> Provided entries:
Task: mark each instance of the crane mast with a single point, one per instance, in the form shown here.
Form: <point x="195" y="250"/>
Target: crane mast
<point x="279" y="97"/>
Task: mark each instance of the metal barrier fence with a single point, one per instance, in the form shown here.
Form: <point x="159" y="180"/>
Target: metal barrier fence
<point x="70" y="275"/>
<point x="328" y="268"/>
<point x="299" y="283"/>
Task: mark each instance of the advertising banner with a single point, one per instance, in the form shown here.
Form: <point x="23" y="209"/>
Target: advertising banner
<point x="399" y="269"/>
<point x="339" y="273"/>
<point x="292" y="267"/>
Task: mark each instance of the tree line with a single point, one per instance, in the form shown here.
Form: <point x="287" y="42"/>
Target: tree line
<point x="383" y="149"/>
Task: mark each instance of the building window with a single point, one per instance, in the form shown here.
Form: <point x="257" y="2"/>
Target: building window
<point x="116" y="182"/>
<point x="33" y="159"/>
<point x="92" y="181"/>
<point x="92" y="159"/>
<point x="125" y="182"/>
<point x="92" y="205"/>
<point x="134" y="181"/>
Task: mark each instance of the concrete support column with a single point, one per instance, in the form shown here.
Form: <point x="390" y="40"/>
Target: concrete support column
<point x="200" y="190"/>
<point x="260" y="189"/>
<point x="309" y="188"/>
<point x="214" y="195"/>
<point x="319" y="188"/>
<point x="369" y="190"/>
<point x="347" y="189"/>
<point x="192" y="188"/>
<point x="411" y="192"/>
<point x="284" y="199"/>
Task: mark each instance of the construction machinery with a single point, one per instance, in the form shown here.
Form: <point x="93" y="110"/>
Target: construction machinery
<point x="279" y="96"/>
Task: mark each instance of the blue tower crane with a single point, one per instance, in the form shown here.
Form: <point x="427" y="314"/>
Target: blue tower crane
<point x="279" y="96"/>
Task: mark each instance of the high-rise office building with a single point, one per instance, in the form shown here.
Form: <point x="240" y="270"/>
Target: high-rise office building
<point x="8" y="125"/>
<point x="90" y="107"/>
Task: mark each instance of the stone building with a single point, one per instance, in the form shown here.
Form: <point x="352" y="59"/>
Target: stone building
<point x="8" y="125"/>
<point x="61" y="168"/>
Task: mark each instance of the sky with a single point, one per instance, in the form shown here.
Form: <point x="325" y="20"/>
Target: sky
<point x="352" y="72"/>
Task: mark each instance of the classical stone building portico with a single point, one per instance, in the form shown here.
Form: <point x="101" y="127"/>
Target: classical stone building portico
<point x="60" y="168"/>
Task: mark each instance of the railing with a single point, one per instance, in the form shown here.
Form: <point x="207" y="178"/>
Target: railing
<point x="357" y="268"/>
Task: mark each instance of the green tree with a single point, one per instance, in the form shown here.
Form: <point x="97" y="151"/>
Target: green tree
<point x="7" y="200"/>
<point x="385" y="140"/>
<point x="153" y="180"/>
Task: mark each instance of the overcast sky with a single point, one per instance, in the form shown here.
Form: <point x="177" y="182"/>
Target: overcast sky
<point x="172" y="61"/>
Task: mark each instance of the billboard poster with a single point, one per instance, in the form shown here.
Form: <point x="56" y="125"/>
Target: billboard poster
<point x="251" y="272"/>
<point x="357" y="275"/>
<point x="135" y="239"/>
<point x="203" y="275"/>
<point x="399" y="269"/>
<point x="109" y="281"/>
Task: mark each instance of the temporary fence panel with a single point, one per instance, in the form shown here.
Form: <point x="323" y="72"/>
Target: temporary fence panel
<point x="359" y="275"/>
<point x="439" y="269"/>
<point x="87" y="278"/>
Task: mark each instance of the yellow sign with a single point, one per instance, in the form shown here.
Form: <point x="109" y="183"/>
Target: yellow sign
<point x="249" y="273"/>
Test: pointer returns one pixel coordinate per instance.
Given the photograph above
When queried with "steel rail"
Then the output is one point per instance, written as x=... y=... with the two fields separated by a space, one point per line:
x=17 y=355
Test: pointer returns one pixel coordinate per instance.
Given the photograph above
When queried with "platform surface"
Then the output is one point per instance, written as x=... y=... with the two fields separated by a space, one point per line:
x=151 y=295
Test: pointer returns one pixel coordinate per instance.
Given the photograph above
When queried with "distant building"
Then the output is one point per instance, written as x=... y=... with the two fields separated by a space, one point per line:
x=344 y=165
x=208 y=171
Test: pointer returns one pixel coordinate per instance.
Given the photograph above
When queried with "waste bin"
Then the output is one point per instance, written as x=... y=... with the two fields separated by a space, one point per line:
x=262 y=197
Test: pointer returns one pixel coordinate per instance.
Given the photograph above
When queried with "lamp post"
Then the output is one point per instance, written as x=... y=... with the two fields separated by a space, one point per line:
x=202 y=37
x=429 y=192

> Your task:
Retype exactly, please, each line from the line that contains "Task: mark each instance of the yellow" through the last line of the entries above, with nothing added.

> Correct answer:
Task: mark each instance of the yellow sign with a single point, one per instance, in the form shown here.
Form: <point x="109" y="183"/>
Target: yellow sign
<point x="249" y="273"/>
Test: pointer returns one pixel coordinate per instance.
Given the photograph above
When queried with "steel rail"
Then the output is one point per instance, written as x=... y=... with the two fields separated by a space, one point per line:
x=17 y=355
Test: pointer returns one pixel coordinate per instance.
Given the photograph above
When queried with "platform surface"
Then the output is one point per instance, written as x=... y=... with the two fields separated by a space, one point per line:
x=151 y=295
Test: pointer returns one pixel coordinate per instance.
Given the photograph above
When queried with "distant building"
Then the output is one point per instance, written as x=... y=... with the two fields separated by a space, one point per line:
x=344 y=165
x=208 y=171
Test: pointer returns one pixel coordinate per instance.
Given the photograph above
When queried with "waste bin"
Then the output is one point per instance, written as x=... y=... with the two fields separated by a space, one point per line:
x=262 y=197
Test: pointer returns one pixel coordinate per instance.
Given the photograph above
When queried with "lamp post"
Then the output is one point per instance, written as x=... y=... with the two fields separated by a space, one point per line:
x=202 y=37
x=429 y=192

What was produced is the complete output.